→ EXTRACT:

I stood in Lindsay Hand’s downtown art studio, feeling the creaks of the wooden floor beneath my feet and hearing the large building, filled with several art studios and offices, breathe and shift slightly around me. I held a coffee I’d just purchased from the Starbucks down the street and smiled at Lindsay. Her short cropped, brunette hair was curly, and she cleared a space in her daughter’s corner of the studio so we could sit for our interview. I looked through the door adjoining the two rooms of her studio and saw her easel set up for a work in progress, rinsed paintbrushes sitting alongside tubes of paint in various colors.
Lindsay’s studio owns a special ambiance, an expression of her art and herself, and I silently wondered what truly inspires this woman, an artist, mother, and wife, to create the haunting yet beautiful images that adorn her walls. She lit some incense, and we sat down to talk about her art, life, and inspiration.
—————————
Deen: This is Lindsay Deen, with US Represented, and I am here with Lindsay Hand, an artist, painter, and—what else would you call yourself?
Hand: A mother.
Deen: A mother, in Colorado Springs Colorado, and we’re sitting here in her studio, which is on Bijou, and getting ready to talk about art.
Hand: Good morning!
Deen: Good morning! So Lindsay, I guess I’ll just start by asking you this: what is art to you?
Hand: For me, it’s a meditation, it’s a necessity as an action for me to create, it’s a growing process, it’s a presence. It’s a beautiful thing, to just step in and be, but it also can require things that need to be said. So, that’s speaking from my own art and my process. I mean, viewing other people’s art is the same thing, but it’s as an observer, and kind if a gift sometimes. This work is something.

→ INFORMATION SHOWN:
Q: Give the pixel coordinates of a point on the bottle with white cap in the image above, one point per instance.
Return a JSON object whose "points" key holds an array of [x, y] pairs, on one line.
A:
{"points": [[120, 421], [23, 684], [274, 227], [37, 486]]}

→ PROBLEMS:
1. Answer these questions from the interview with Lindsay Hand:
(a) Where did the interviewer buy the coffee she was holding?
(b) On which street is Hand's studio located?
(c) What does Hand say when asked what else she would call herself?
2. Carry the interview with Lindsay Hand forward from its final line.
The data has no connection to the interview with Lindsay Hand.

→ RESULTS IN ORDER:
1.
(a) From the Starbucks down the street.
(b) Bijou.
(c) A mother.

2.
Deen: So art is a gift. Do you see your art as a gift?
Hand: I’d like to. I think there’s that battle of like, “Oh, well you’re just being an egomaniac to think that you’re doing something that deserves to be received and respected and loved,” but I just can’t—I mean, there has to be something there because I just have to do it. For myself. And I suppose the fact that it’s being received in the world—I’m grateful that it’s being accepted as a gift by some people, so far.
Deen: Absolutely. Well, having viewed your art and just having gotten the chance to hang out with you during your opening, it was really beautiful to see how your art brings people together, and also creates a sense of family, especially in your pieces. There’s a lot of family in them. Especially in the series, and I’m going to forget the name of the series, the one that you did on all the old photographs. What was that called?
Hand: Speaking with the Dead. It was all cohesive, of one family. I had started dabbling in that family’s lives, I guess, since I had done a few pieces of that family before the series, but I guess that sort of brought me into it. And there was a lot of exploring of family dynamic.
Deen: And when you were going through that series, what was foremost in your mind? You were painting all these lives before you, all these people.
Hand: I think so much is still being revealed to me about why I do things, and I’ve accepted that it works best when something pulls me and I just go with it without trying to figure it out. Looking back—which is the point, I guess, to look back because something is revealed to me through doing it—I think that was probably one of the series that showed me that this is my process. I look at a photograph. I’m drawn to it. Maybe it’s obvious, but usually it’s not, and then as I paint it, it’s revealed to me.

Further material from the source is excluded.